Among the entries below, which lines include the string "dark"? Show each one.
○ ○ ○ ○ ○ ○ ○
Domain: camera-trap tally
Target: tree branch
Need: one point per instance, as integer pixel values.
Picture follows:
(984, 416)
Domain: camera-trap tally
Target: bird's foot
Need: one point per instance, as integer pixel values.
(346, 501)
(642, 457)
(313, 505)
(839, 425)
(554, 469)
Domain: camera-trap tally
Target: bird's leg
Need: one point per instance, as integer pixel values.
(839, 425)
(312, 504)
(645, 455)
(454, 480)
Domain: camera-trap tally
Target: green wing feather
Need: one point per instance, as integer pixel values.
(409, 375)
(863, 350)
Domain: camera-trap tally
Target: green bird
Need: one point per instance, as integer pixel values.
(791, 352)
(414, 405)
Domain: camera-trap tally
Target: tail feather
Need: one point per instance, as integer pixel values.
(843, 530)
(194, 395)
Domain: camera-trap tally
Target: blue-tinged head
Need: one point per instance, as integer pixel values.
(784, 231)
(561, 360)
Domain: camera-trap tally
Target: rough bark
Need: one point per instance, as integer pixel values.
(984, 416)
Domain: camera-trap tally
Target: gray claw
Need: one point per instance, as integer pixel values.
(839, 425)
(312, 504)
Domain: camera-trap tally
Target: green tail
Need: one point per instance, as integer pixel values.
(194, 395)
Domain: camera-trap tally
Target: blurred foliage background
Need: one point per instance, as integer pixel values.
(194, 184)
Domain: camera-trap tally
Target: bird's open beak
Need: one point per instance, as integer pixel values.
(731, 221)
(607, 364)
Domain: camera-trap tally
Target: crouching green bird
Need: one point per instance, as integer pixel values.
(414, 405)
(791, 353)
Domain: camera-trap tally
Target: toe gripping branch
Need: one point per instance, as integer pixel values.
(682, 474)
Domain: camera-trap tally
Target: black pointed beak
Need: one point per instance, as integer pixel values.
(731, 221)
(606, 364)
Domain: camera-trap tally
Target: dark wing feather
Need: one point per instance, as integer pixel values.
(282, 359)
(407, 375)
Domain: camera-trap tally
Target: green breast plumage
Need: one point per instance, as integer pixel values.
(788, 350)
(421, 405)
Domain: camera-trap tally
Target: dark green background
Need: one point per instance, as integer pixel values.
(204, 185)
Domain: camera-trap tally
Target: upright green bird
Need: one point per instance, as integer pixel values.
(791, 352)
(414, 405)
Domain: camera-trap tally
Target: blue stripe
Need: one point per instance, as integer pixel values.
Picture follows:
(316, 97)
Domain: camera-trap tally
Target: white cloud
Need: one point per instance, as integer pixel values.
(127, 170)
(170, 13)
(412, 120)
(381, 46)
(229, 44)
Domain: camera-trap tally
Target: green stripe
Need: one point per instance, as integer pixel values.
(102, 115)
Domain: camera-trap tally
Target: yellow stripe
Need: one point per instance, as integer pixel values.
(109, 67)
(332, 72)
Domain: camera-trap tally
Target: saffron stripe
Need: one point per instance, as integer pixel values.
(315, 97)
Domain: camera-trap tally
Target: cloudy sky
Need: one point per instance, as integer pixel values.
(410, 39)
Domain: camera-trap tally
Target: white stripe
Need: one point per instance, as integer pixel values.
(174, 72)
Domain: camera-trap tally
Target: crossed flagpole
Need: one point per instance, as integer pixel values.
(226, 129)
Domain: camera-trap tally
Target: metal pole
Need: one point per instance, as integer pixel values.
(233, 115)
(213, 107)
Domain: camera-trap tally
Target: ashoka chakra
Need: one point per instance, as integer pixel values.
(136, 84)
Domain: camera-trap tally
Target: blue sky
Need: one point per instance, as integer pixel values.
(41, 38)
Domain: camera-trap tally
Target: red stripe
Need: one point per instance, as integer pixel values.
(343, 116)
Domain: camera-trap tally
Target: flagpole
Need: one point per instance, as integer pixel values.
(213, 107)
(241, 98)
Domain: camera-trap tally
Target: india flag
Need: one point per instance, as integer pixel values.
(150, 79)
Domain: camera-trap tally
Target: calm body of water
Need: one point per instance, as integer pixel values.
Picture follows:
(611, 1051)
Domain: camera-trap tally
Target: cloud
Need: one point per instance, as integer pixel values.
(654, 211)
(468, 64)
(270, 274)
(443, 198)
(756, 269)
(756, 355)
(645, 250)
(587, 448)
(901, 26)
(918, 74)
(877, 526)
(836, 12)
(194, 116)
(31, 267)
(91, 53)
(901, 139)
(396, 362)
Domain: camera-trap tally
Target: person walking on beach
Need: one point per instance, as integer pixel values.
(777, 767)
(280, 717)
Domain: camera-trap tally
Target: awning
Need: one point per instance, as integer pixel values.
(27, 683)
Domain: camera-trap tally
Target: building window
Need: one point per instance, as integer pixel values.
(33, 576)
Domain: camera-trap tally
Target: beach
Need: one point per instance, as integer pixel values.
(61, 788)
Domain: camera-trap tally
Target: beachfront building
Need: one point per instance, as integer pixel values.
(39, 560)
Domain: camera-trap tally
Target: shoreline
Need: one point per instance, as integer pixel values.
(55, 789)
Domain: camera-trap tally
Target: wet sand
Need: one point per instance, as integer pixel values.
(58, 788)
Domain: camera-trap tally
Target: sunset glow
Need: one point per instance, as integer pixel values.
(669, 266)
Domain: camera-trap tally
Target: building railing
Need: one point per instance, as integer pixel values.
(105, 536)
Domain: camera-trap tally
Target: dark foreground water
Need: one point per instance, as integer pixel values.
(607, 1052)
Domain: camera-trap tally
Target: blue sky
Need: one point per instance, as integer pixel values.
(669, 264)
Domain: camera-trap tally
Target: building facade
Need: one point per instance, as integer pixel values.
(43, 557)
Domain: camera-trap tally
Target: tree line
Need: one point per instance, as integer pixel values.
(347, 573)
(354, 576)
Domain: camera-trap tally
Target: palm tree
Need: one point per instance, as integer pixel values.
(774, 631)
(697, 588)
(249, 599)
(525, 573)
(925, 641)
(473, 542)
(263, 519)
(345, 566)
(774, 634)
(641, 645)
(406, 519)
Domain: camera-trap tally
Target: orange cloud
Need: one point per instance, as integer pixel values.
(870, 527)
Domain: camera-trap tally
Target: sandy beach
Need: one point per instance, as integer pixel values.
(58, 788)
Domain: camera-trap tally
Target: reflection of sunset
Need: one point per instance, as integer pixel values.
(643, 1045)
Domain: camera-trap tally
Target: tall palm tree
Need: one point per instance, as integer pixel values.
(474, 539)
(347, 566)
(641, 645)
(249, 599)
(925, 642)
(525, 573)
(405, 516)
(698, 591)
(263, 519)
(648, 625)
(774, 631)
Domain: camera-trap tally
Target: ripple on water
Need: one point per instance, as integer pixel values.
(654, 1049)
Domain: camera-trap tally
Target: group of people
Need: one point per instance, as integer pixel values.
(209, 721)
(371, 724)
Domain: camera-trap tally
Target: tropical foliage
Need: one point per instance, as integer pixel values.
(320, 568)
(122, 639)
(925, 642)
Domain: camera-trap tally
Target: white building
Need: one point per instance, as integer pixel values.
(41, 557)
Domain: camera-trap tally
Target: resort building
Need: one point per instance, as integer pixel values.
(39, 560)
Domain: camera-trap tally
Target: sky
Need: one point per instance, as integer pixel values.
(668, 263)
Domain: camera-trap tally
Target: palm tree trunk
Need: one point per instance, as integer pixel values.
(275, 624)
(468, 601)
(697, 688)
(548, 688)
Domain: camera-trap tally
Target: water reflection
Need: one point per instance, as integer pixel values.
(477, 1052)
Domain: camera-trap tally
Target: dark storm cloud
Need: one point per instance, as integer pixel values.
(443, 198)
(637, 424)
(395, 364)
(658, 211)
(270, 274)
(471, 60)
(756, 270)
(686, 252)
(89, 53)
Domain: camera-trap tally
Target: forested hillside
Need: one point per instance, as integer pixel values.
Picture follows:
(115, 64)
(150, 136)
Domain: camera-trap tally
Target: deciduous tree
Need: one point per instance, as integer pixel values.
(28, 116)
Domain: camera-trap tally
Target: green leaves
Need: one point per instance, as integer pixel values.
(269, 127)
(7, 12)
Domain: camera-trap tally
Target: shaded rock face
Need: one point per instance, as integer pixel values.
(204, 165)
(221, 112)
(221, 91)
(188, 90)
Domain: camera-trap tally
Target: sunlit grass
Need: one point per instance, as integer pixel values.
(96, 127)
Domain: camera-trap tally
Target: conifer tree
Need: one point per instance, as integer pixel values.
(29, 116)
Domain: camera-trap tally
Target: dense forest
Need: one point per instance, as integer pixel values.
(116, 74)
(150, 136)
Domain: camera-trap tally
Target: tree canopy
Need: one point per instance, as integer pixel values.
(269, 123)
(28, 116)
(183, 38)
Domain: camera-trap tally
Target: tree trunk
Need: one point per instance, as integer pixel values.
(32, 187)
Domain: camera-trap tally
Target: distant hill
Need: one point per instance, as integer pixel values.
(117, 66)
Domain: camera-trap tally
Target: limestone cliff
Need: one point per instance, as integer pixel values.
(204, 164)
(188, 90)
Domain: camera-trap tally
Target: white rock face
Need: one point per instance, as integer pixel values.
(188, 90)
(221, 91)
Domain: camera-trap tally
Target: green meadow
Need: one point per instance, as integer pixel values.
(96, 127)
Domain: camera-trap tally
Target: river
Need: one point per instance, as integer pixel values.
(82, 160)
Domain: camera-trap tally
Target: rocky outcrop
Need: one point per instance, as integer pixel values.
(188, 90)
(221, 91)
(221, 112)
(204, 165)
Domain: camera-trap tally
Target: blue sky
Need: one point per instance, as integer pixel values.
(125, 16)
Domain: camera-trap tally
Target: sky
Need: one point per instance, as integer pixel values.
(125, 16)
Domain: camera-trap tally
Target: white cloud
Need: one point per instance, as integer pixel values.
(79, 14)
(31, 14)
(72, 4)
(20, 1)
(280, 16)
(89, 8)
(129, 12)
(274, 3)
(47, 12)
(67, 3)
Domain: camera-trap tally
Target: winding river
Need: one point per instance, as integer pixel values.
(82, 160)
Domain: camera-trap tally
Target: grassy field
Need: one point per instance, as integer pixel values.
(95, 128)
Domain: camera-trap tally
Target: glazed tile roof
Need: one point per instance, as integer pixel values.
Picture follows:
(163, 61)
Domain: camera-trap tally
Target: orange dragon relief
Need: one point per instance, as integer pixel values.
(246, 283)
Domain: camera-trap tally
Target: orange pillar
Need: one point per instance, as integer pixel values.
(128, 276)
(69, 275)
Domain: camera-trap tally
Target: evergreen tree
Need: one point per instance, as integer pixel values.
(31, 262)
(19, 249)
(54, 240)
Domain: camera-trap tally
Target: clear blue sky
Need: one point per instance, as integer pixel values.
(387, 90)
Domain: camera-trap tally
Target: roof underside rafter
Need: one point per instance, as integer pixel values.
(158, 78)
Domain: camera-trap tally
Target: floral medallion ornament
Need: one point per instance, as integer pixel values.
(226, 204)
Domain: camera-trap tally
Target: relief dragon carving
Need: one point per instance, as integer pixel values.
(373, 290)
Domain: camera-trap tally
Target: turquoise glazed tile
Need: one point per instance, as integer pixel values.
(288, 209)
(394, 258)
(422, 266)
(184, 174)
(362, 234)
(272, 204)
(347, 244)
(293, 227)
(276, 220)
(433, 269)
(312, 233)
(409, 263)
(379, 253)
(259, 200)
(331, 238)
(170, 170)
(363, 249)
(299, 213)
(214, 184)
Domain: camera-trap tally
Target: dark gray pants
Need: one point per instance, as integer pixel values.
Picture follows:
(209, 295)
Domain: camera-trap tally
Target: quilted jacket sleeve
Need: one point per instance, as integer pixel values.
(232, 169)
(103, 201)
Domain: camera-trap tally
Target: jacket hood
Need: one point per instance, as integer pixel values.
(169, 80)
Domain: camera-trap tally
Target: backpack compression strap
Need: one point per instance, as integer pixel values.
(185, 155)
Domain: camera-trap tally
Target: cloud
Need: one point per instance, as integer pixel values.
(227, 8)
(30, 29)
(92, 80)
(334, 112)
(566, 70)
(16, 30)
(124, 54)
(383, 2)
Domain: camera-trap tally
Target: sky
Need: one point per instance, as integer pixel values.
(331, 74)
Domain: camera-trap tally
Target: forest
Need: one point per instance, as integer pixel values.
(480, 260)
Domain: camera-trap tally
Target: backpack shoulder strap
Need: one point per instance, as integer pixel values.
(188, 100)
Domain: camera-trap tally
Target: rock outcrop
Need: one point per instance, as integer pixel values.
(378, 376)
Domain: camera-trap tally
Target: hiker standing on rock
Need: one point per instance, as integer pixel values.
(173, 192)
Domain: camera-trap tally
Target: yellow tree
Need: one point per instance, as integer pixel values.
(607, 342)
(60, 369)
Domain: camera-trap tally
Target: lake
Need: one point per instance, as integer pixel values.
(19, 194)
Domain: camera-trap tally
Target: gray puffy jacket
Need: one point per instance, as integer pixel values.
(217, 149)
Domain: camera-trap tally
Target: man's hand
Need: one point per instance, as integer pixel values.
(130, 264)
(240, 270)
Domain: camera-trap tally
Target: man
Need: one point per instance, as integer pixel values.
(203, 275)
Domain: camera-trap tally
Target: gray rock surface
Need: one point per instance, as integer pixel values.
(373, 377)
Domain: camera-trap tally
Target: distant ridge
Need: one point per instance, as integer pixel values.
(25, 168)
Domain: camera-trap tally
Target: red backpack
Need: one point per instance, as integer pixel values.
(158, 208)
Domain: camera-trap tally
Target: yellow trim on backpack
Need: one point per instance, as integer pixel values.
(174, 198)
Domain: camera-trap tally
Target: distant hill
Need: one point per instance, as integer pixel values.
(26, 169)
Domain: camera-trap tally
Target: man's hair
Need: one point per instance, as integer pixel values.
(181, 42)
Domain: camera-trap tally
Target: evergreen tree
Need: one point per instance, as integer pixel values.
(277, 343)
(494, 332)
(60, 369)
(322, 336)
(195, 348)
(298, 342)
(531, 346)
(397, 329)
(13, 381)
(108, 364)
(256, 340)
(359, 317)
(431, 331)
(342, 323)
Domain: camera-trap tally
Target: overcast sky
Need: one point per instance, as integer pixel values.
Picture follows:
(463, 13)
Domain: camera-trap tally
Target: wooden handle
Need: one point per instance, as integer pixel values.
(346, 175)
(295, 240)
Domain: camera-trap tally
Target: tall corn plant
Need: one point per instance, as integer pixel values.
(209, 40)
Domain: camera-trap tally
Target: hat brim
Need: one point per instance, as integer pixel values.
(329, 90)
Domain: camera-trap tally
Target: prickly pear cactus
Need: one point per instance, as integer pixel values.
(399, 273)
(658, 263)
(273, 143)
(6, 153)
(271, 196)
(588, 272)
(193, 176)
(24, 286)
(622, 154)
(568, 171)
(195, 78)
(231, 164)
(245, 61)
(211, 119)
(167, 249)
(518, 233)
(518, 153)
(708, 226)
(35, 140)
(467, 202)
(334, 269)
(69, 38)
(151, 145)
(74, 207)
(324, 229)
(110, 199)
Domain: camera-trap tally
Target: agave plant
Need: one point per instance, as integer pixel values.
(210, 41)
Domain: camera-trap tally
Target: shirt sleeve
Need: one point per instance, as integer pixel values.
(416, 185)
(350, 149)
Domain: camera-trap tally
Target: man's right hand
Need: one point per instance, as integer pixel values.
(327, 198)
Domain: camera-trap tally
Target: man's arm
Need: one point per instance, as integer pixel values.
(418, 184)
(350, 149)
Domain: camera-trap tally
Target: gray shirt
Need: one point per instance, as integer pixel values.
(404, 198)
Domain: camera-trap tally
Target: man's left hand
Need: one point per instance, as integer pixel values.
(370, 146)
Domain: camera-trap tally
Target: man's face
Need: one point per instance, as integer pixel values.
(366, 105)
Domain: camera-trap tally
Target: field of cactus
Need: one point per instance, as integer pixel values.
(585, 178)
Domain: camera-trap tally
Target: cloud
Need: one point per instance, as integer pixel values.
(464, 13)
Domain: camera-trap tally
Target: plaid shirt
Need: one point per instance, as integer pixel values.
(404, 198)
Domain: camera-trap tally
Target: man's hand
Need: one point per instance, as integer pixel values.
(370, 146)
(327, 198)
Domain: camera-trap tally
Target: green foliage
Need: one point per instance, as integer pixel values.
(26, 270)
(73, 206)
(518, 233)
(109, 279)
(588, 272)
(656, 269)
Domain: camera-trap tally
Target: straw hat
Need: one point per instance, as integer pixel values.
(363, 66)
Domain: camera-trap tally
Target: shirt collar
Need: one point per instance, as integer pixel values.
○ ○ ○ ○ ○ ○ ○
TASK SOLUTION:
Target: dark wing feather
Target: dark green background
Target: dark foreground water
Target: dark storm cloud
Target: dark gray pants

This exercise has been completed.